§ Your instructions
Reproduce the Christmas greetings thread in full, word for word.

§ Page
◆ ◆ ◆
# Merry Christmas



## mantisfart2 (Dec 24, 2009)

I know its a bit early for you guys but its the 25th here, merry Christmas everyone


----------



## PhilinYuma (Dec 24, 2009)

mantisfart2 said:


> I know its a bit early for you guys but its the 25th here, merry Christmas everyone


Merry Christmas, mate!


----------



## gadunka888 (Dec 24, 2009)

メリークリスマス

Feliz Navidad

zhu ni sheng dan jie kuai le

Feliz Natal

สุขสันต์ วัน คริสต์มาส

Joyeux Noël

Καλά Χριστούγεννα

क्रिसमस की शुभकामनाएँ

즐거운 성탄절 되세요

Giáng sinh Vui vẻ

last but not least....... Merry Christmas! Ho ho ho!


----------



## a1_collection (Dec 25, 2009)

Merry Christmas and Happy New Year to all. :lol:


----------



## Mantibama (Dec 25, 2009)

.... and to all a good night!


----------



## PhilinYuma (Dec 25, 2009)

mantisfart2 said:


> I know its a bit early for you guys but its the 25th here, merry Christmas everyone


I just got an Ecard from my favorite great niece, Sparkle (family joke) in Sittingbourne, Kent, wishing me Happy Christmas. So my question is, do you say Merry Christmas up there in Wigan, or were you just translating (I do, all the time!) for your American audience?
◆ ◆ ◆
§ Raw data
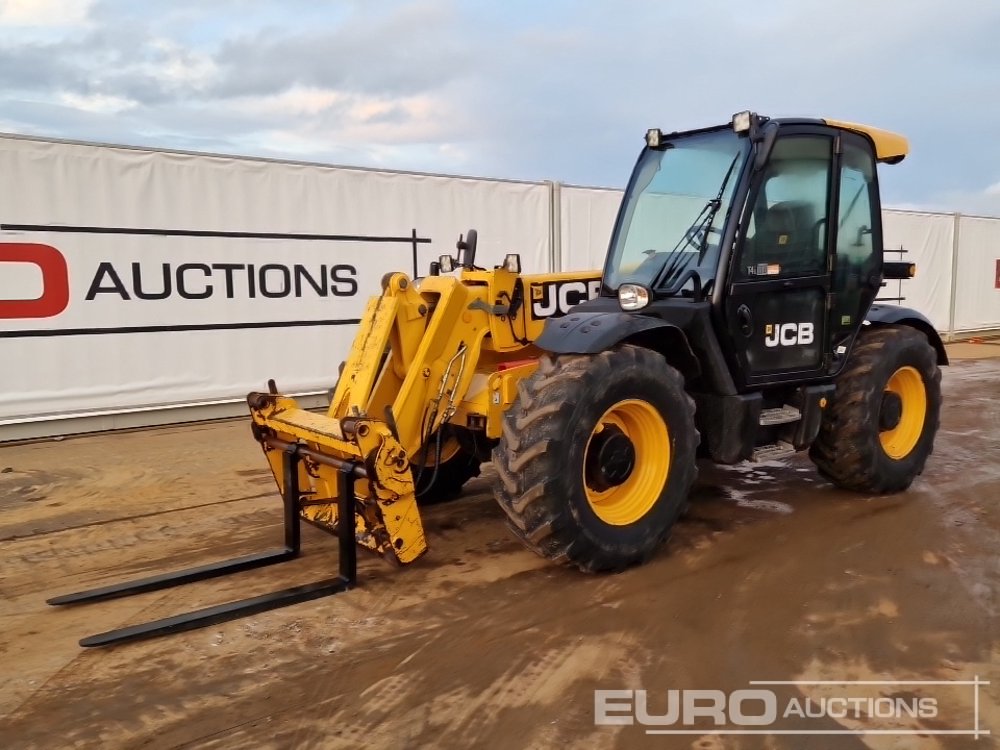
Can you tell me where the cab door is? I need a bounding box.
[725,131,835,387]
◆ ◆ ◆
§ Exercise answer
# Merry Christmas



## mantisfart2 (Dec 24, 2009)

I know its a bit early for you guys but its the 25th here, merry Christmas everyone


----------



## PhilinYuma (Dec 24, 2009)

mantisfart2 said:


> I know its a bit early for you guys but its the 25th here, merry Christmas everyone


Merry Christmas, mate!


----------



## gadunka888 (Dec 24, 2009)

メリークリスマス

Feliz Navidad

zhu ni sheng dan jie kuai le

Feliz Natal

สุขสันต์ วัน คริสต์มาส

Joyeux Noël

Καλά Χριστούγεννα

क्रिसमस की शुभकामनाएँ

즐거운 성탄절 되세요

Giáng sinh Vui vẻ

last but not least....... Merry Christmas! Ho ho ho!


----------



## a1_collection (Dec 25, 2009)

Merry Christmas and Happy New Year to all. :lol:


----------



## Mantibama (Dec 25, 2009)

.... and to all a good night!


----------



## PhilinYuma (Dec 25, 2009)

mantisfart2 said:


> I know its a bit early for you guys but its the 25th here, merry Christmas everyone


I just got an Ecard from my favorite great niece, Sparkle (family joke) in Sittingbourne, Kent, wishing me Happy Christmas. So my question is, do you say Merry Christmas up there in Wigan, or were you just translating (I do, all the time!) for your American audience?